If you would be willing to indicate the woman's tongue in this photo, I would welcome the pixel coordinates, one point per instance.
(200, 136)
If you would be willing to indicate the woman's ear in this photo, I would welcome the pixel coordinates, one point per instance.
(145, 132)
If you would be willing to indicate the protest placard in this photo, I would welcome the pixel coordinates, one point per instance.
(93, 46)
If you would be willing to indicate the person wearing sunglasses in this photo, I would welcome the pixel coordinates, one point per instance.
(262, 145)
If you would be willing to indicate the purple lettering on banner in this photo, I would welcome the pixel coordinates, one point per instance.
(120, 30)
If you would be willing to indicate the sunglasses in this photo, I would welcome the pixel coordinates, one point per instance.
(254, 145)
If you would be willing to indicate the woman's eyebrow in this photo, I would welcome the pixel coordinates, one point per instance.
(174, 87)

━━━━━━━━━━━━━━━━

Task to carry out: Please write out the whole listing once more, exactly.

Result of this task:
If you would be willing to indicate the woman's tongue in this photo, I would welcome the pixel coordinates, one point per instance.
(200, 136)
If you would be willing to indicate the woman's ear in this photo, I would welcome the pixel coordinates, one point per instance.
(145, 132)
If you would be willing to indicate the protest placard in this photo, I would welcome the pixel coordinates, one point per instance.
(93, 46)
If you would be willing to indicate the person wearing sunglasses in this photo, I would welcome the pixel coordinates, one point per instance.
(262, 145)
If you would be willing to indicate the purple lettering on banner in this photo, I would welcome the pixel coordinates, one point per instance.
(120, 30)
If you would be willing to indicate the sunglasses in this photo, I would welcome the pixel coordinates, one point per instance.
(254, 145)
If you would be willing to indicate the woman's eyebrow in this photo, I would welcome the pixel coordinates, one point per instance.
(174, 87)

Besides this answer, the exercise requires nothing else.